##### GIVEN RECORDS

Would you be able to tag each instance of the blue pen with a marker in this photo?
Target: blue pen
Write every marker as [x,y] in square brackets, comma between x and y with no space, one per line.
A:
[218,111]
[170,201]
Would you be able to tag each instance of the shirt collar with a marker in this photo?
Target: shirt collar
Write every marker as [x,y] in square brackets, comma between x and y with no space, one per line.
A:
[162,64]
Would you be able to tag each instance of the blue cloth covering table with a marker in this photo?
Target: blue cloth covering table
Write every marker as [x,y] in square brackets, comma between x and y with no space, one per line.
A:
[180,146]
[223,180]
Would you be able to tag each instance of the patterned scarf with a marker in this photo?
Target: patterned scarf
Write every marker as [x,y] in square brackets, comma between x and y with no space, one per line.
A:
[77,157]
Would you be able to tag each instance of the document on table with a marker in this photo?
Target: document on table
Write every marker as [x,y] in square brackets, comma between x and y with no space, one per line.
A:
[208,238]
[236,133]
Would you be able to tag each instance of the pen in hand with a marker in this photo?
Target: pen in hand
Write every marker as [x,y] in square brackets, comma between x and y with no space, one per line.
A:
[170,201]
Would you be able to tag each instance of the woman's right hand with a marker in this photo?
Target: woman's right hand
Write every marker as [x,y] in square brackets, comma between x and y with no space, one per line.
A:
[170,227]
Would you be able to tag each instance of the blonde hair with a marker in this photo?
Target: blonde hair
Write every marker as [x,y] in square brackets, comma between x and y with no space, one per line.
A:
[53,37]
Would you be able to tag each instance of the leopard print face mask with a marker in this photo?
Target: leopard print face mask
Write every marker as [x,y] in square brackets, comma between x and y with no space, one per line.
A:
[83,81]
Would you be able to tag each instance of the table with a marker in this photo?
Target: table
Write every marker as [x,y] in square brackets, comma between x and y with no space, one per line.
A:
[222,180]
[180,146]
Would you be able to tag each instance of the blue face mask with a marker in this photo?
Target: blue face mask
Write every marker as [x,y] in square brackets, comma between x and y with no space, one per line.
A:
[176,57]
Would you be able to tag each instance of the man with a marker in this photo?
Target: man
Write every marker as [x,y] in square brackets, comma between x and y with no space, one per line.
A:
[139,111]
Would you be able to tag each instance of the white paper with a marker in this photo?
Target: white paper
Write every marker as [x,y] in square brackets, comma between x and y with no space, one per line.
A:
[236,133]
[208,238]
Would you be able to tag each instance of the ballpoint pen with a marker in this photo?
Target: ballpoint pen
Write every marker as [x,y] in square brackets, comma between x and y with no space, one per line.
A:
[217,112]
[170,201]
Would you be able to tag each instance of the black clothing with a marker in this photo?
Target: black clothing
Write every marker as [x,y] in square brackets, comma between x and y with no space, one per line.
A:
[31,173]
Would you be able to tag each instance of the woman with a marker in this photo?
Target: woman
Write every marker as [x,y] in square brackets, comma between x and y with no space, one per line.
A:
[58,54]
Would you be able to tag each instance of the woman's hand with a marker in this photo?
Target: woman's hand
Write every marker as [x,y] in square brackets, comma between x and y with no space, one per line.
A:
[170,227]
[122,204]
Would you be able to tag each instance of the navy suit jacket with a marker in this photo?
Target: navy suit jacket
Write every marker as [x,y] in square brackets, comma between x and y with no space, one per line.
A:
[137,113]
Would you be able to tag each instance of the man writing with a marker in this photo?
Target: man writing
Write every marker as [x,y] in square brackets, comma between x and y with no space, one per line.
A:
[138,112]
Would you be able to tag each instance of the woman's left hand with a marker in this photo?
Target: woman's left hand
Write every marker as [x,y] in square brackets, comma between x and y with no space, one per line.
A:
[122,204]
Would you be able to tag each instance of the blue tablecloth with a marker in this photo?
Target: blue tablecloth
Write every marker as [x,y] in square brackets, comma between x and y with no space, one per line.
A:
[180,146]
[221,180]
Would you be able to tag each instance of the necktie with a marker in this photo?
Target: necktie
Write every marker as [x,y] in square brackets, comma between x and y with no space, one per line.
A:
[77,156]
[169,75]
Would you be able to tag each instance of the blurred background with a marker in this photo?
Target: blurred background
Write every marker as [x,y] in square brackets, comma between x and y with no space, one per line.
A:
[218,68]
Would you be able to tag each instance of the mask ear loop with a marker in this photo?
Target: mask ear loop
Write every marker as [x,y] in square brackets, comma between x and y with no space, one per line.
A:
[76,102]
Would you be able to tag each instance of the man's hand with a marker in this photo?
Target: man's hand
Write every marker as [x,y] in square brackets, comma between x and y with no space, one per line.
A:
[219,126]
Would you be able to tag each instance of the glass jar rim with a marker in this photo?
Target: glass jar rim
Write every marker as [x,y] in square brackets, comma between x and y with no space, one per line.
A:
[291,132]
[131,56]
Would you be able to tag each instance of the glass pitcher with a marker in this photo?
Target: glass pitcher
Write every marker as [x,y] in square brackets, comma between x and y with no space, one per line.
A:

##########

PROBLEM — Every entry above needs to be quoted exactly.

RESPONSE —
Would you be able to tag each instance of the blue pen with a marker in this photo?
Target: blue pen
Write every marker as [x,y] in square brackets, comma between x and y with no space, one per line.
A:
[218,111]
[170,201]
Would you be able to tag each instance of the shirt collar with a marker in this photo?
Target: shirt collar
Write every marker as [x,y] in square brackets, comma between x and y with no space, one per line.
A:
[162,64]
Would you be able to tag each instance of the blue cloth covering table with a marker in this photo?
Target: blue cloth covering table
Write every marker as [x,y] in square brackets, comma between x and y with no space, one per line.
A:
[180,146]
[223,180]
Would you be able to tag each instance of the patterned scarf with a marker in this photo?
Target: patterned scarf
Write every marker as [x,y] in square brackets, comma between x and y with no space, one per line.
A:
[77,157]
Would you be able to tag each instance of the document on table with a marker in this photo?
Target: document on table
Write every marker as [x,y] in square brackets, comma between x and y with no space, one per line.
A:
[208,238]
[236,133]
Would you be able to tag each instance of the pen in hand with a marker in this photo?
Target: pen in hand
Write every marker as [x,y] in square brackets, comma between x and y with no space, one per line.
A:
[170,201]
Would you be able to tag each instance of the woman's right hand with a marker in this photo?
Target: woman's right hand
Write every marker as [x,y] in square brackets, comma between x and y with no space, one per line.
A:
[170,227]
Would you be able to tag each instance of the blonde hair with a marker in this photo?
Target: blonde hair
Write every marker as [x,y] in square brackets, comma between x and y with no space, one per line.
A:
[53,37]
Would you be able to tag each instance of the leopard print face mask with a marker in this photo?
Target: leopard print face mask
Write every marker as [x,y] in square brackets, comma between x and y with no space, one per line.
A:
[83,81]
Would you be able to tag each instance of the table with a marker in this photo?
Target: table
Write every marker as [x,y] in square brackets, comma between x and y with no space, one per line.
A:
[222,180]
[180,146]
Would you be able to tag each instance of the blue face mask with a marker in this photo?
Target: blue face mask
Write every marker as [x,y] in square brackets, comma between x and y with no space, one per line.
A:
[176,57]
Would you be able to tag each instance of the man with a marker in this photo?
Target: man
Write every marker as [x,y] in square brackets, comma between x and y with no space, one per line.
A:
[139,111]
Would you be able to tag each instance of the white paper with a marker in this photo?
Target: white paper
Write every marker as [x,y] in square brackets, comma between x and y with no space, one per line.
A:
[236,133]
[208,238]
Would you be able to tag each instance of the ballpoint pen with a marker in this photo?
Target: ballpoint pen
Write every marker as [x,y] in square brackets, comma between x and y with no space, one per line.
A:
[217,112]
[170,201]
Would you be able to tag each instance of the black clothing with a marker in this photo?
Target: black clothing
Write every marker as [x,y] in square brackets, comma between x and y with no space, one per line.
A:
[31,173]
Would you be able to tag each instance of the woman with a marker in this photo?
Target: woman
Write every marker as [x,y] in square brackets, comma between x and y with no space, one per line.
A:
[58,54]
Would you be able to tag each instance of the woman's hand with a marker in this photo?
Target: woman's hand
Write every marker as [x,y] in square brackets, comma between x and y with no space, one per line.
A:
[170,227]
[122,204]
Would you be able to tag each instance of the navy suit jacket with a marker in this photo?
Target: navy suit jacket
Write every marker as [x,y] in square brackets, comma between x and y with no space, one per line.
A:
[137,113]
Would you be able to tag each instance of the man writing with a marker in this photo?
Target: man writing
Write every marker as [x,y] in square brackets, comma between x and y with no space, one per line.
A:
[138,112]
Would you be able to tag each instance of the woman's left hand with a marker in this photo?
Target: woman's left hand
Write every marker as [x,y] in square brackets, comma between x and y with no space, one per line.
A:
[122,204]
Would you be able to tag each instance of the blue tablecloth with a marker in this photo?
Target: blue tablecloth
Write every marker as [x,y] in square brackets, comma between x and y with no space, one per line.
A:
[180,146]
[221,180]
Would you be able to tag each instance of the necktie with a marker in this photo?
Target: necktie
Write every marker as [x,y] in square brackets, comma between x and y with no space, one per line.
A:
[77,156]
[169,75]
Would you be able to tag each instance of the blurred background with a marker in this photo?
Target: blurred background
Write every marker as [x,y] in square brackets, comma between x and y with no space, one per line.
A:
[218,68]
Would you be able to tag each instance of the mask ear loop with a marker in this photo?
Target: mask ear loop
Write every marker as [x,y] in square brackets, comma between x and y with no space, one per line.
A:
[76,102]
Would you be able to tag each instance of the man's hand with a marker in this photo?
Target: man's hand
Write every marker as [x,y] in square brackets, comma between x and y with no space, one per line.
A:
[219,126]
Would you be able to tag each instance of the glass jar rim with a marker in this photo?
Target: glass jar rim
Write every marker as [x,y] in square brackets, comma between x and y with no space, one per line.
A:
[291,132]
[131,56]
Would you be able to tag each instance of the glass pitcher with a marker in this photo?
Target: glass pitcher
Write every marker as [x,y] in square brackets, comma between x and y with no space, one per line.
A:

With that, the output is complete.